Modification, Trafficking, and Regulation of Innate Immune Receptors within Membranous Organelles

The innate immune system serves as a crucial line of defense by detecting microbial threats and orchestrating the initial immune response against invading pathogens. Key to this defense is innate immune receptors, including significant pathogen-associated molecular patterns (PAMPs) like STING (Stimulator of Interferon Genes), MAVS (Mitochondrial Antiviral Signaling), and TLRs (Toll-like receptors). Remarkably, these receptors are strategically localized within membranous organelles, such as the endoplasmic reticulum (ER), endo-lysosomes, and mitochondria. Precise regulation of these receptors within organelles is crucial for initiating and shaping the overall immune response. Dysregulated signaling of STING, MAVS, and TLRs plays crucial roles in the pathogenic processes of various diseases, including infection, autoimmunity, aging, and cancer.

The upcoming Research Topic of "Frontiers in Molecular Biosciences" delves into the intricate world of innate immune receptors housed within membranous organelles, with a focus on their modification, trafficking, and regulation. This collection aims to unravel the intricacies of how the membrane-located immune receptors undergo dynamic alterations, navigate cellular compartments, and are finely tuned to orchestrate appropriate immune responses while maintaining homeostasis.

**ENTRIES SUPPLIED**

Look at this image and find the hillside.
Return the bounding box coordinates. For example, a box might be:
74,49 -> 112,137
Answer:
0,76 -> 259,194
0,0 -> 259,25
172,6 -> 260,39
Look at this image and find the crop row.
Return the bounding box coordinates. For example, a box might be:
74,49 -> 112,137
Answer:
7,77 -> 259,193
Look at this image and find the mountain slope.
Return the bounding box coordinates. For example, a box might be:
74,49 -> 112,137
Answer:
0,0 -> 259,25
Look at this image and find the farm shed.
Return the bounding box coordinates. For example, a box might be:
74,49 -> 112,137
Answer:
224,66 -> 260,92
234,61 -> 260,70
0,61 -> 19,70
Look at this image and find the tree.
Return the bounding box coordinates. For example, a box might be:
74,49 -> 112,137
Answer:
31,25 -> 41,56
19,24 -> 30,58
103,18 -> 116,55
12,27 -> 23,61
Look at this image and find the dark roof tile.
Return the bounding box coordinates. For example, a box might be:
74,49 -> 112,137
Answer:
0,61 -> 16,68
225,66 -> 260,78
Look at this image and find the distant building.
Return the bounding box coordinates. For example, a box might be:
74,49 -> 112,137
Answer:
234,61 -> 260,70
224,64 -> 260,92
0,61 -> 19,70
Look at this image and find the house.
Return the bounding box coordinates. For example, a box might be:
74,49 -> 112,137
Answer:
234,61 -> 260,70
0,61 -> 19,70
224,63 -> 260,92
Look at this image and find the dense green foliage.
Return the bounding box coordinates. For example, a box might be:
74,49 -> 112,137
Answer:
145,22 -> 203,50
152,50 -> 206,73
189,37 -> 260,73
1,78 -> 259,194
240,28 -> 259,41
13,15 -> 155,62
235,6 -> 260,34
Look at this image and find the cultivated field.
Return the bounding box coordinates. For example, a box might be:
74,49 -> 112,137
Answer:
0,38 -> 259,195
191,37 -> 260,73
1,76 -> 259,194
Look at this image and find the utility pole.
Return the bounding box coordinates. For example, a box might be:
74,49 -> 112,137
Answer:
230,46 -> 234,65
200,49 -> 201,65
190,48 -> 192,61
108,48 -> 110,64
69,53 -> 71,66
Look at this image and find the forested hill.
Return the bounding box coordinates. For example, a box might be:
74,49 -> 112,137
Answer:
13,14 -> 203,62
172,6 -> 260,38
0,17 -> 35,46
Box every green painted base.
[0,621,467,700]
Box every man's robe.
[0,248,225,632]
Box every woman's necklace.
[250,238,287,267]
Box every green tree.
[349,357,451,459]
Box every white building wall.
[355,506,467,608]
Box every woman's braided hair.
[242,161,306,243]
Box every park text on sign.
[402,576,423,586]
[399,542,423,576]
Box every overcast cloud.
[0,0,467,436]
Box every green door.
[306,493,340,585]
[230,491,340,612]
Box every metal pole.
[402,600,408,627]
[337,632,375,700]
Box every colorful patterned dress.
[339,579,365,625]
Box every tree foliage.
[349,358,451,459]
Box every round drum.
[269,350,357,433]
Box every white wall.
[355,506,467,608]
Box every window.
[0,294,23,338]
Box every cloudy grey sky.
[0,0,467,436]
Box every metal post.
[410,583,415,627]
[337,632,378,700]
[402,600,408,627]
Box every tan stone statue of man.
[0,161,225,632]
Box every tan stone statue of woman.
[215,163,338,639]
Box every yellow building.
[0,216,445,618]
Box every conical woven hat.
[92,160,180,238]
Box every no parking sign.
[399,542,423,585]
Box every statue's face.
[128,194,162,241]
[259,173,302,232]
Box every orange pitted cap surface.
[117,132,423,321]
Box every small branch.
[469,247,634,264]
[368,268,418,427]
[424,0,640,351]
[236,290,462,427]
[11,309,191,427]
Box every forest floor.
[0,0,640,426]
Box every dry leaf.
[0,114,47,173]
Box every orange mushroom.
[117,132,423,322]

**ACTIVITY LIST**
- a) Summarize the innate immune receptor excerpt in two sentences.
- b) Reproduce, word for word, the part of the innate immune receptor excerpt that opens with the words containing "The innate immune" and closes with "aging, and cancer.".

**TASK SOLUTIONS**
- a) Innate immune receptors such as STING, MAVS, and TLRs are localized within membranous organelles like the endoplasmic reticulum, endo-lysosomes, and mitochondria, where their precise regulation is crucial for initiating and shaping the immune response, and their dysregulated signaling plays roles in infection, autoimmunity, aging, and cancer. An upcoming Research Topic of "Frontiers in Molecular Biosciences" focuses on the modification, trafficking, and regulation of these receptors and on how they are tuned to orchestrate appropriate immune responses while maintaining homeostasis.

- b)
The innate immune system serves as a crucial line of defense by detecting microbial threats and orchestrating the initial immune response against invading pathogens. Key to this defense is innate immune receptors, including significant pathogen-associated molecular patterns (PAMPs) like STING (Stimulator of Interferon Genes), MAVS (Mitochondrial Antiviral Signaling), and TLRs (Toll-like receptors). Remarkably, these receptors are strategically localized within membranous organelles, such as the endoplasmic reticulum (ER), endo-lysosomes, and mitochondria. Precise regulation of these receptors within organelles is crucial for initiating and shaping the overall immune response. Dysregulated signaling of STING, MAVS, and TLRs plays crucial roles in the pathogenic processes of various diseases, including infection, autoimmunity, aging, and cancer.